Chapitre 3 : Quel traitement prudentiel pour les
nouvelles normes IFRS?
Introduction
Le rapport du Comité de Bâle sur les normes
comptables internationales Avril 2000 établi à la demande des
ministres des Finances et des gouverneurs des banques centrales des pays du G
7, le rapport identifie plusieurs critères d'évaluation de la
qualité des référentiels comptables.
Trois critères généraux, dans une
perspective de supervision bancaire :
· contribuer à -- ou au moins ne pas gêner
-- la mise en oeuvre de saines pratiques de gestion et de maîtrise des
risques sein des banques ;
· renforcer la discipline de marché ;
· faciliter la supervision des banques.
Critères plus spécifiques, faisant l'objet d'un
large consensus :
· donner une information comptable pertinente ;
· produire une mesure prudente et réaliste des
positions et performances financières ;
· produire une mesure fi able des positions et
performances financières ;
· reposer sur une solide base théorique tout en
restant applicable ;
· ne pas répondre de manière trop complexe
à un problème donné ;
· assurer la cohérence des méthodes
comptables applicables à un même type d'opérations ou
à des opérations liées ;
· être suffisamment précis pour permettre
une application homogène par différents utilisateurs ;
· dans l'idéal, ne pas autoriser de traitement
alternatif ; lorsqu'un traitement alternatif est autorisé ou lorsqu'il
est permis faire appel au jugement du préparateur des comptes, une
information appropriée doit être portée en annexe ;
· prévoir la publication d'informations
suffisamment précises pour permettre aux utilisateurs d'évaluer
les performances financières, le degré d'exposition aux risques
et les méthodes de gestion de ces risques ;
· être adaptés non seulement aux
économies avancées mais aussi aux économies des
marchés émergents.
Bâle II et données comptables
En dépit d'un recours accru aux modèles
internes, le nouveau régime prudentiel demeure très largement
assis sur les données comptables, dans le cadre de Bâle II
proprement dit comme dans le cadre de la directive européenne 2000/12
révisée.
Le dispositif relatif aux exigences de fonds propres au titre
des risques de marché est inchangé et fait appel aux valeurs de
marché enregistrées dans la comptabilité des
établissements.
Le nouveau régime applicable au risque de crédit
repose encore très largement sur les données issues de la
comptabilité :
· les valeurs comptables servent directement de base au
calcul des exigences de fonds propres dans le cadre du modèle standard
ainsi que, dans les cas d'utilisation de modèles internes, pour le
calcul des expositions en risque relatives aux actions et actifs immobiliers
notamment ;
· en pratique, le calcul des expositions en risque
relatives aux produits de taux (prêts et actifs obligataires) demeurera
très largement assis sur le coût historique comptable de ces
actifs.

Entrées:

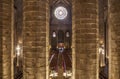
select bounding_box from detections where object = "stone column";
[73,0,98,79]
[108,0,120,79]
[23,0,49,79]
[0,0,12,79]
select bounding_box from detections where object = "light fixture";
[63,70,72,78]
[50,70,58,78]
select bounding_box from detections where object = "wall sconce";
[63,70,72,78]
[66,32,70,37]
[50,70,58,78]
[16,44,21,66]
[52,31,56,38]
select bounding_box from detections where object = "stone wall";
[109,0,120,79]
[0,0,12,79]
[73,0,98,79]
[0,0,2,79]
[0,0,12,79]
[23,0,46,79]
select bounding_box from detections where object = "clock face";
[54,6,68,20]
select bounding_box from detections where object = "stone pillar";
[73,0,98,79]
[0,0,12,79]
[0,0,2,79]
[0,0,12,79]
[23,0,49,79]
[108,0,120,79]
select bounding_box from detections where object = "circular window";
[54,6,68,20]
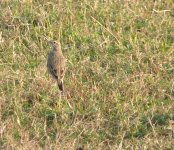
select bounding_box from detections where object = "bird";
[47,40,66,93]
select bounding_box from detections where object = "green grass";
[0,0,174,150]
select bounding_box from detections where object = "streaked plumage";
[47,41,65,92]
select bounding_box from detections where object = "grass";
[0,0,174,150]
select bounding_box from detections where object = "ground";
[0,0,174,150]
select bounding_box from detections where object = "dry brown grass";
[0,0,174,150]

Exercice court: Donnez la suite de l'extrait sur le traitement prudentiel des normes IFRS. On peut se passer des entrées.

Réponse proposée:
Section1 : Aménagement prudentiel
Nécessaire des nouvelles normes IFRS pour atteindre les objectifs de la
supervision bancaire
§1 La réglementation prudentielle poursuit des
objectifs spécifiques
L'objectif de la supervision bancaire est de veiller à
la protection des intérêts des déposants, de contribuer au
bon fonctionnement du système bancaire et de veiller à la
stabilité financière, favorable au développement
économique, le tout dans une optique de long terme. Ces facteurs peuvent
amener la supervision bancaire à privilégier une optique de plus
grande prudence par rapport aux règles et conventions comptables, en
particulier pour l'évaluation des fonds propres.
1.1. Le principe de prudence
Un certain nombre de dispositions des IFRS, et en particulier
de la norme IAS 39 relative à la comptabilisation et à
l'évaluation des instruments financiers, ne sont pas pleinement
conformes au principe de prudence tel qu'il est appréhendé en
matière de réglementation prudentielle.
Tout d'abord, la volonté de l'IASB de faire
apparaître la valeur instantanée des entreprises entraîne un
recours accru aux valeurs de marché ou de modèle dans les IFRS
pour évaluer des éléments bilantiels. Ainsi, la part des
plus-values latentes -- qui sont traitées en IFRS de façon
similaire aux moins-values latentes -- va être augmentée dans les
comptes des établissements de crédit. Selon les différents
dispositifs, ces plus-values seront soit intégrées dans les
comptes de résultat avec les activités courantes de
l'établissement, soit directement imputées sur les capitaux
propres. La prise en compte de ces plus-values non encore
réalisées, sur des positions parfois non liquides ou ayant un
caractère non définitif, va à l'encontre du principe
habituel de prudence.
De fait, dans la réglementation prudentielle
internationale, les profits latents ne sont généralement pas
reconnus, sauf sur les instruments liquides activement négociés
sur des marchés profonds et efficients dans une optique de
résultats à court terme.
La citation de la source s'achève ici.